Document excerpt ::
** START **

Ultimately, this army of killers failed, but such was the fear that their poniards, of terrible length and sharpness, placed in the hearts of Mongol chiefs that body armour was worn both day and night by every man of importance in the Khan’s dominions. The response of the Mongols, the superpower of the Middle Ages, to these men began with enslavement and massacre of their women and children and ended with a brutal invasion of Persia and an ensuing genocide that even today, eight hundred years later, still resonates in the consciousness of Iranians.
In 1092 a man from the same sect, armed only with a sanctified blade, had effectively destroyed a great Islamic empire with one political killing. This single murder divided and weakened the Muslim states of Iraq and Syria to such a degree that it gave the knights of the First Crusade the chance they needed to be able to take Jerusalem and create the Latin Kingdom of Heaven on Earth. Later, in a violent and ironic twist of fate they acted as a catalyst for the Islamic jihad that would eventually eradicate the Frankish Kingdom of Jerusalem.
These were the Assassins of the Nizari Ismailis, Muslims whose emergence into the religious and political landscapes of Persia and Syria was viewed by the rest of Islam as a trumpet blast heralding the Last Days. Their devotees eradicated whole political dynasties in Persia through campaigns of assassination and numbered caliphs among their victims. Even Saladin, the most famous leader of the Holy War against the infidel Crusaders, lived in fear of their ability to penetrate a sultan’s close bodyguard and to infiltrate royal households. The Ismaili grand masters never left the safety of near-impenetrable castles in Persia and Syria and yet no man of importance, from Cairo in the west to Samarqand in the east, could consider himself beyond the reach of their disciples’ knives.
Their infamy did not end, however, at the borders of the Dar al-Islam. Beyond the lands of the Muslims the Assassins’ assaults on the Crusaders of Syria led to warnings travelling as far as the royal court of France. It was believed that there were agents planted in every king’s household ready to undertake political murder at the word of the grand master. The life of Edward I of England was very nearly ended by the Assassins’ blades and Richard the Lionheart’s reputation as the avatar of chivalry was sullied by association with them after they murdered Conrad of Montferrat, the hero of the Crusader resistance to Saladin, in the streets of Acre.
The Assassins operated as a military power, not through direct confrontation but through their skilled and selective political killings and by fifth-column infiltration. Their selection of these tactics was due to the requirements of the asymmetrical wars they were forced to fight against numerically superior, militarily advantaged and logistically dominant enemies who could not be met on the battlefield with any real hope of success. In these uneven wars the Nizari Ismaili Assassins maintained an impressive record of frustrating the ambitions of great princes and their mission to slay the Khan drew on chameleonic skills of concealment learned over the course of a century and a half of eliminations and intimidation and was driven by an unswerving devotion to their grand master.
Had they been able to kill the Khan, the Assassins might just have been able to save Islam from the Mongol rage that was soon to engulf it. As it was, their failure only hastened the galloping horses of the coming Apocalypse.
Such was the action during the waning of the golden age of Islam. To uncover why the Ismaili Assassins came about, and how their methods evolved we have to go back to the seventh century, when Islam was just beginning its incredible journey of conquest, and to the death of the Prophet Muhammad.

** END **

Request 1 :: From the records below, extract every line that contains the string "patch", and reproduce each such line unchanged.

Dataset ::
** START **

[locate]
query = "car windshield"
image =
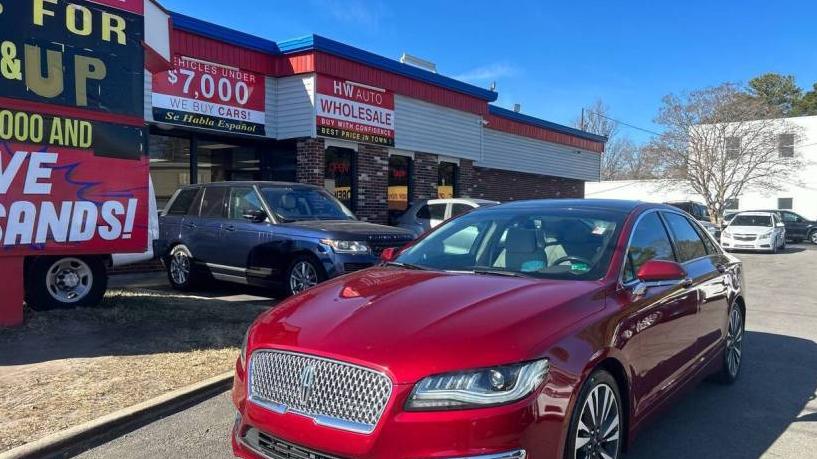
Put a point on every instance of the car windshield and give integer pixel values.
(752, 220)
(291, 204)
(548, 243)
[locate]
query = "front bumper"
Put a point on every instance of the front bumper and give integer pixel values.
(527, 429)
(760, 245)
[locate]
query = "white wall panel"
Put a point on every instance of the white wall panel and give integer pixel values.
(295, 111)
(421, 126)
(516, 153)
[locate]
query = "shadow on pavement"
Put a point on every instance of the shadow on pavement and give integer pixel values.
(778, 378)
(136, 322)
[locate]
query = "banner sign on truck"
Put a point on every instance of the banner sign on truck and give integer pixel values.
(354, 111)
(73, 167)
(210, 96)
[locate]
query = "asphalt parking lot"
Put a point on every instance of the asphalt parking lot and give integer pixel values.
(770, 412)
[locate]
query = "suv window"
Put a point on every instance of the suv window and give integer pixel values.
(243, 200)
(212, 205)
(459, 209)
(791, 217)
(650, 242)
(429, 212)
(687, 240)
(181, 205)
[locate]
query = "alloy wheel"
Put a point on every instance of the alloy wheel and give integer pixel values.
(734, 342)
(69, 280)
(599, 431)
(302, 276)
(180, 268)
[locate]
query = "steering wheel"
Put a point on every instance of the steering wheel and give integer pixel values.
(572, 258)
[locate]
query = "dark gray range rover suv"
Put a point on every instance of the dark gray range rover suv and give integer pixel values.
(269, 234)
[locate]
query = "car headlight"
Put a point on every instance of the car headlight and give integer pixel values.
(478, 388)
(243, 355)
(347, 246)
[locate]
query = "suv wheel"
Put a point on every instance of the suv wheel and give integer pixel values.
(180, 268)
(65, 282)
(304, 273)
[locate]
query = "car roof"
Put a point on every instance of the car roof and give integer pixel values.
(618, 205)
(259, 183)
(757, 213)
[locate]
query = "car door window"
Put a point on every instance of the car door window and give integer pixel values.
(243, 201)
(650, 241)
(213, 202)
(461, 242)
(183, 201)
(459, 209)
(437, 211)
(689, 244)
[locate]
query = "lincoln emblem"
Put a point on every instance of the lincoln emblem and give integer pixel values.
(307, 379)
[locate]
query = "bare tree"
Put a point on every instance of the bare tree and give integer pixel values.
(622, 158)
(718, 142)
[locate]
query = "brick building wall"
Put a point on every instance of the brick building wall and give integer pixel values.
(504, 186)
(309, 156)
(372, 183)
(426, 174)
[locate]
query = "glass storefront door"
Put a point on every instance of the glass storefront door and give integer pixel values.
(339, 174)
(399, 186)
(447, 182)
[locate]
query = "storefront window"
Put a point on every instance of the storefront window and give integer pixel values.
(219, 162)
(339, 176)
(169, 165)
(399, 185)
(446, 185)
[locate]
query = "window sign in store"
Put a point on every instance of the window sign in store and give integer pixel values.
(210, 96)
(354, 112)
(73, 168)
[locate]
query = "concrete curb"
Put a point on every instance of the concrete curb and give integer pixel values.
(79, 438)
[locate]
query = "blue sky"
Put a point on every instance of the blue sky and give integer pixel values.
(554, 57)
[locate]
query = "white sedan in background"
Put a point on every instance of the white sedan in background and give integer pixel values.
(756, 231)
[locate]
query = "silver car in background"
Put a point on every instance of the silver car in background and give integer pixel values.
(427, 214)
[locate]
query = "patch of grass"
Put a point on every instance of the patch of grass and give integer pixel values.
(65, 367)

** END **

Request 2 :: According to the excerpt on the Nizari Ismaili Assassins, whom did the Assassins murder in the streets of Acre?

Correct result 1 ::
query = "patch of grass"
Put a point on every instance of the patch of grass and give integer pixel values.

Correct result 2 :: Conrad of Montferrat, the hero of the Crusader resistance to Saladin.